# [Reading passage]
..............................

The Jeff Cumberbatch Column – A Barbadian Miscellany I

The local constitutional conundrum wrought by the cocktail of the unforeseen results of the recent general election; the nominations to the Senate of at least three individuals ineligible under existing law; and the charmed creation of an Opposition leader from among the ranks of the governing administration continued apace last week. It was all to be added to by the news that three interested parties had filed a petition against Barbados before the Inter-American Commission on Human Rights challenging the legitimacy of the statutory provisions in our Sexual Offences Act that criminalize buggery between consenting partners and serious indecency. The latter is an offence that, on a literal interpretation, covers almost any imaginable sex act-

An act of “serious indecency” is an act, whether natural or unnatural by a person involving the use of the genital organs for the purpose of arousing or gratifying sexual desire.

Needless to say, it is rarely prosecuted when it occurs between consenting adults.

The incongruity of the appointment of His Grace the Bishop Joseph Atherley MP as the Leader of the Opposition, given the substance of his recent electoral campaign, was brought home forcibly this week with the disparate views expressed by the Opposition leader and his nominated Senator during debate in the Lower and Upper Chambers with regard to the provisions of the Constitution (Amendment) Act 2018.

..............................

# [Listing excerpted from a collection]
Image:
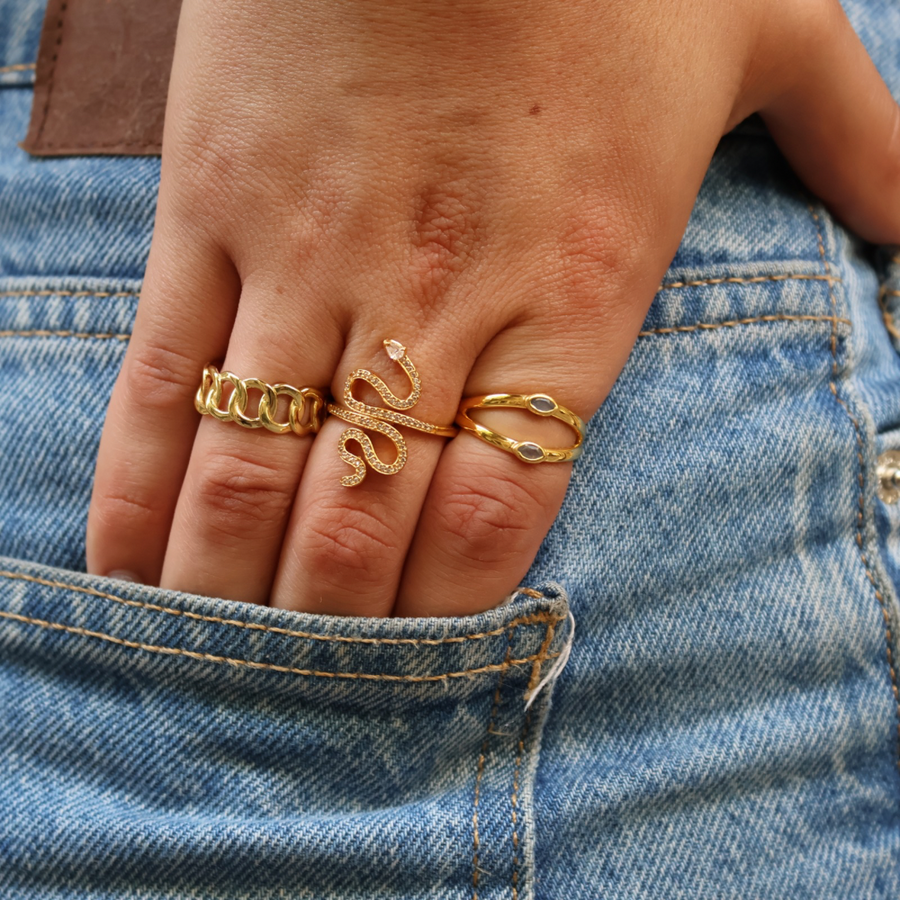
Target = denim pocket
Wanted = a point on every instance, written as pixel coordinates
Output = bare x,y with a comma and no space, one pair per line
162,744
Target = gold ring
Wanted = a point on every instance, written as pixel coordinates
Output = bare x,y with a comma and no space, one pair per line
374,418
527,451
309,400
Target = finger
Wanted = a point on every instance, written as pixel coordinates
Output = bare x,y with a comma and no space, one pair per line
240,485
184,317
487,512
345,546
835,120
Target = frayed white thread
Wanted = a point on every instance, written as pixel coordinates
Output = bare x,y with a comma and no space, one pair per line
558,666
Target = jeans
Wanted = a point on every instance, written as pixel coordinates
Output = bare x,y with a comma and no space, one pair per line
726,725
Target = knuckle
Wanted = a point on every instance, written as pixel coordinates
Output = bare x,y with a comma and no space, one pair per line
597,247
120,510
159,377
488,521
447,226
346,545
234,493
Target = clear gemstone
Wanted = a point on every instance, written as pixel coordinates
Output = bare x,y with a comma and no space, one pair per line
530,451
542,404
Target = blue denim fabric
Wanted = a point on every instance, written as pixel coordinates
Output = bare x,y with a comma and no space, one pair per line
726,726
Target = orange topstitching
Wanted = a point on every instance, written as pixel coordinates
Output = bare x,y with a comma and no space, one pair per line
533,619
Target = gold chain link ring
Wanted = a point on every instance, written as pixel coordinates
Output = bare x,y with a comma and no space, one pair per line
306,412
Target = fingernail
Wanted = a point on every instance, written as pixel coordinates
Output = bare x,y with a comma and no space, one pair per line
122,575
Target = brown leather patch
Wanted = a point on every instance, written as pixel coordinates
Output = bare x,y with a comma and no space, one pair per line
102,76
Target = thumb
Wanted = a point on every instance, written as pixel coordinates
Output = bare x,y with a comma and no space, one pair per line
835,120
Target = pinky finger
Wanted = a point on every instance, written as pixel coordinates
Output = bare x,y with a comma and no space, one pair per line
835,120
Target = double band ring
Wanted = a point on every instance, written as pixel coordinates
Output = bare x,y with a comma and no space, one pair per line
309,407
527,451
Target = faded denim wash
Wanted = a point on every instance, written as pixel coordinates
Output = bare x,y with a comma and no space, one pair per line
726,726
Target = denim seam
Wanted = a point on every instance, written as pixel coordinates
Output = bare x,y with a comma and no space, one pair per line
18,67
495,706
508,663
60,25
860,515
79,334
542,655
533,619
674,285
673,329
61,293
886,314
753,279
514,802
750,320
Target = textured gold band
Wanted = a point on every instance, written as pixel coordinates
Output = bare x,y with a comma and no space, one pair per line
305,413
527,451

..............................

# [Directive 1]
Count the lines of the listing that contain the string "band", and reply with the number alone.
# [Directive 2]
Pick up the Barbadian miscellany column after its final sentence and carry it forward.
The listing bears no relation to the Barbadian miscellany column.

# [Exercise response 1]
2

# [Exercise response 2]
The appointment of a formal Opposition leader so as to give the façade of bipartisan parliamentary consideration of legislation is not a credible substitute for an Opposition party enabled by trained research assistance and other administrative support. However, in light of the express text of the Constitution, the Governor General had little option but to appoint Bishop Atherley, once he had declared his intention of not supporting the Government and once that assertion accorded with her judgment According to section 74 (2)-

Whenever the Governor-General has occasion to appoint a Leader of the Opposition he shall appoint the member of the House of Assembly who, in his judgment, is best able to command the support of a majority of those members who do not support the Government…

As for the constitutional amendments themselves, two were of course necessary to enable the governing administration to have in Parliament those whom, in its considered opinion, are best able to articulate its policies in the Upper House. Few would begrudge the new administration this right, especially given its overwhelming support by the electorate. And I am not among those who believe that the Constitution is unalterable. After all, even the document itself creates the means for its own alteration.

However, one would reasonably expect in the interests of civic engagement and trust that any fundamental changes would be made subject to public discourse after the case for their revision has been clearly put. I do not imagine that the amendment relating to the residency requirement of a senator would qualify as a fundamental alteration at the present day, although the level of entrenchment of that particular provision might legitimately raise an eyebrow as to the framers’ rationale.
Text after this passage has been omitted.